____ TEXTE FOURNI
Le 21 janvier 2010 est décédé l'un des derniers grands anciens de la bande-dessinée, Jacques Martin, âgé de 88 ans. Ces vingt dernières années, devenu quasi aveugle, il s'était entouré de dessinateurs talentueux pour l'aider à poursuivre son œuvre foisonnante.
Jacques Martin, né en France, naturalisé belge et décédé en Suisse, sur les bords du Léman, aimait le voyage dans le temps et l'espace. Il est le père de divers héros de papier dont les plus connus sont Alix et Guy Lefranc mais aussi Arno, Jhen, Keos, Loïs et Orion, chacun d'eux évoluant dans une époque précise. Alix est ce Gaulois devenu Romain qui parcourt le monde antique à la fin de la République romaine ; Jacques Martin l'a même envoyé dans la Chine, ce qu'aucun Romain ne semble avoir fait... du moins aucune source ancienne ne nous l'indique. Guy Lefranc est finalement le seul héros contemporain de Jacques Martin qui préférait sans conteste faire revivre le passé - on dit qu'il est le père de la bande-dessinée historique -, Keos pour L'Egypte ancienne, Orion pour la Grèce ancienne, Jhen pour le Moyen-Âge, Loïs pour le temps de Louis XIV et Arno pour la période napoléonienne.
Évoquer Jacques Martin, c'est rappeler la fameuse école franco-belge de la bande-dessinée, où il figure en bonne place avec Hergé et Edgar P. Jacobs. Hergé, créateur de Tintin en 1929, l'eut d'ailleurs comme collaborateur pendant une vingtaine d'années, que ce soit pour les albums des Aventures de Tintin ou pour le Journal de Tintin. On ne peut songer sans émotion au fait que Jacques Martin ait apporté une contribution majeure pour le sublime album d'Hergé Tintin au Tibet (1960), une aventure qui exalte l'amitié de Tintin et de son jeune ami, Tchang Tchong-Jen, rescapé disparu d'un crash aérien dans l'Himalaya ; on y retrouve toute l'intensité des sentiments unissant Alix à Enak, les héros de Martin. Tout comme Edgar P. Jacobs, autre éminent collaborateur d'Hergé, Jacques Martin appartient donc à ces scénaristes-dessinateurs qui ont grandi au contact du père de Tintin.
Jacques Martin a partagé avec ses deux amis diverses particularités telles que le soin apporté à la recherche documentaire préalable à la réalisation des albums, domaine dans lequel il est sans doute celui des trois qui a poussé la logique le plus loin. On ne peut que constater la minutie extrême des planches de Jacques Martin, fruit de longues recherches, et qui ont finalement donné lieu à la publication d'albums pédagogiques, comme Les voyages d'Alix, dont il n'était que l'inspirateur mais qui sont dans la droite lignée de son œuvre personnelle.
________
▶ CONSIGNES
**a.** Répondez aux questions suivantes à partir du texte sur Jacques Martin.
(i) À quelle date Jacques Martin est-il décédé ?
(ii) Quel héros de Jacques Martin évolue pendant la période napoléonienne ?
(iii) En quelle année Hergé a-t-il créé Tintin ?
**b.** Extrayez du texte sur Jacques Martin le passage compris entre « Le 21 janvier » et « son œuvre foisonnante. », bornes incluses.
**c.** Dressez la liste complète des héros nommés dans la phrase du texte sur Jacques Martin qui commence par « Il est le père de divers héros de papier ».
____ LIGNES FOURNIES
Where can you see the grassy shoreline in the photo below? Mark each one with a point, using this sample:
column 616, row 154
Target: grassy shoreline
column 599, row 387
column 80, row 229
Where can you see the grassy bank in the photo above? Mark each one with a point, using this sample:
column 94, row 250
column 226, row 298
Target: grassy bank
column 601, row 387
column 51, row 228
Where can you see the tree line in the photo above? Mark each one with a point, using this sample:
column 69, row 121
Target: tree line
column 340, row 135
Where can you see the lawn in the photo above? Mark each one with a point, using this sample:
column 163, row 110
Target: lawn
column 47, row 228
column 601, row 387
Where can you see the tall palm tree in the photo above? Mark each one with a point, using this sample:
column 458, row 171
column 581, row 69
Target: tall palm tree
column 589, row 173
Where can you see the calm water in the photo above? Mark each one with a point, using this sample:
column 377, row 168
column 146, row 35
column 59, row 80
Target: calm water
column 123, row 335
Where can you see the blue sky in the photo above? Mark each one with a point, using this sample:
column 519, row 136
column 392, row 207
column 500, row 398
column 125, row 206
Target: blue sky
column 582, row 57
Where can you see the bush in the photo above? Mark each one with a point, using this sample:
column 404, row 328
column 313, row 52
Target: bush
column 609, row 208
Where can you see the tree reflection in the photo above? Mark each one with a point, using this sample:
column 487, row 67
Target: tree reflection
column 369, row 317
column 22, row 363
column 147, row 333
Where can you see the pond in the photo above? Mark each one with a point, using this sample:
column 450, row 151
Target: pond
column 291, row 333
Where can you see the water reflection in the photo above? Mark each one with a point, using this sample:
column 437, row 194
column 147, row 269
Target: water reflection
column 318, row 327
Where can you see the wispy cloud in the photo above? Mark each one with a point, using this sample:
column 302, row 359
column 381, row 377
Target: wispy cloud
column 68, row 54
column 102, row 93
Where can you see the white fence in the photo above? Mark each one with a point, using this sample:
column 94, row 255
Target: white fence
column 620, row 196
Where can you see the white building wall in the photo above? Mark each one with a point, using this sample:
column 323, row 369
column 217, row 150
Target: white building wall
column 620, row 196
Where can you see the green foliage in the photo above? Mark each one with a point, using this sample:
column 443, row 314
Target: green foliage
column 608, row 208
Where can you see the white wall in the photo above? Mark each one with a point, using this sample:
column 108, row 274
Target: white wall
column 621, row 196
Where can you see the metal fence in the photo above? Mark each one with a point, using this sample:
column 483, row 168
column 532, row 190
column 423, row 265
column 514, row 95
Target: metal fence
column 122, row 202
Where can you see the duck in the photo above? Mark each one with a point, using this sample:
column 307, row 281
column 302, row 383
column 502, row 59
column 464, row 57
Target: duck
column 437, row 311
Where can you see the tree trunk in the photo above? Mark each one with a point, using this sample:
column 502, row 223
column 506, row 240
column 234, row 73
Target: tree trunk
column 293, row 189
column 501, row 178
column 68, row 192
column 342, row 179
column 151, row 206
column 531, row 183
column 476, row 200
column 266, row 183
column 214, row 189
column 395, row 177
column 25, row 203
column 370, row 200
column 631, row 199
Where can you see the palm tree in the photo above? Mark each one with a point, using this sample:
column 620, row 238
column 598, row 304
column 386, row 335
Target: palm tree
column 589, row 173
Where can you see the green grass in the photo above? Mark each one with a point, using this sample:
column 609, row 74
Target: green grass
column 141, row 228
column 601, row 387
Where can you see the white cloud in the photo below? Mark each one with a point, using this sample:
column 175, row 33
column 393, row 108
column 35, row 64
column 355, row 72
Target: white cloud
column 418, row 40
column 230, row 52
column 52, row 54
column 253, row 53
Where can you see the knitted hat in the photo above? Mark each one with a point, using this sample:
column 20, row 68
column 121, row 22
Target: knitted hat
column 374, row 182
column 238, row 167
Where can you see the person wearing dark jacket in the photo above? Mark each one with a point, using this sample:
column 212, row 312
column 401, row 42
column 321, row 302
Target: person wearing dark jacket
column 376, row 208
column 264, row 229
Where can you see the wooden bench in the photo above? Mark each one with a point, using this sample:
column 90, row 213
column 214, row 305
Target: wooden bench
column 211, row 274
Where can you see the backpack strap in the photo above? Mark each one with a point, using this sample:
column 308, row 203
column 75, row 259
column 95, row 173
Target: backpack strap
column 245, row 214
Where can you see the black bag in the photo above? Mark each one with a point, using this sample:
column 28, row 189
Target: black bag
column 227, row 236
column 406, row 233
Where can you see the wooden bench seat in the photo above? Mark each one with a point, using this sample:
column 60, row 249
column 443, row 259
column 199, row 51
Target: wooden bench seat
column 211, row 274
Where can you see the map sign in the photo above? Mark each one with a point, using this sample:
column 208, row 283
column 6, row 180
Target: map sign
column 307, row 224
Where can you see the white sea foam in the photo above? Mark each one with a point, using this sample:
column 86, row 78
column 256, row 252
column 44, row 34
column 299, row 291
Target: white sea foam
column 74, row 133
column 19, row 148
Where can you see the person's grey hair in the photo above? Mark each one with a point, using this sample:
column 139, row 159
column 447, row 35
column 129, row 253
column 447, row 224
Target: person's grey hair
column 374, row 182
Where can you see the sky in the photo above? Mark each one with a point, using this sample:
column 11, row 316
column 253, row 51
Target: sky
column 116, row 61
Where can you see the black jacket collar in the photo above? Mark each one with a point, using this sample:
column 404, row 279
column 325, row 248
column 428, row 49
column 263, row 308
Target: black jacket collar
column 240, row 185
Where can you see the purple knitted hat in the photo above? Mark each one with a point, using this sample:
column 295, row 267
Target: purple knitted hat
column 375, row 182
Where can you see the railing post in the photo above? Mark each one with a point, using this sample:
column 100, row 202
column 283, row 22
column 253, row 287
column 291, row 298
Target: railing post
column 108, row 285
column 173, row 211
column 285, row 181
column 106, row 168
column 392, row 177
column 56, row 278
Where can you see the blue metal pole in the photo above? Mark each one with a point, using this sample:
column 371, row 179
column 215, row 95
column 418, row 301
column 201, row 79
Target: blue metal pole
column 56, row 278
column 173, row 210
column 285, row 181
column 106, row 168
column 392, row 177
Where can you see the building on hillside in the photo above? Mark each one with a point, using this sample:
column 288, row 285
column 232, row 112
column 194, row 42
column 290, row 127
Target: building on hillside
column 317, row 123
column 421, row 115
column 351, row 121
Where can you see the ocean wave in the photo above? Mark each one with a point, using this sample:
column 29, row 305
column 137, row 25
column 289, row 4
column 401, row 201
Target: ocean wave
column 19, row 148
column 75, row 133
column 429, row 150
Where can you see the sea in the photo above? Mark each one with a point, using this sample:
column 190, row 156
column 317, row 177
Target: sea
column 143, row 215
________
▶ RÉPONSES
**a.**
(i) Jacques Martin est décédé le 21 janvier 2010.
(ii) C'est Arno qui évolue pendant la période napoléonienne.
(iii) Hergé a créé Tintin en 1929.

**b.**
Le 21 janvier 2010 est décédé l'un des derniers grands anciens de la bande-dessinée, Jacques Martin, âgé de 88 ans. Ces vingt dernières années, devenu quasi aveugle, il s'était entouré de dessinateurs talentueux pour l'aider à poursuivre son œuvre foisonnante.

**c.**
Alix
Guy Lefranc
Arno
Jhen
Keos
Loïs
Orion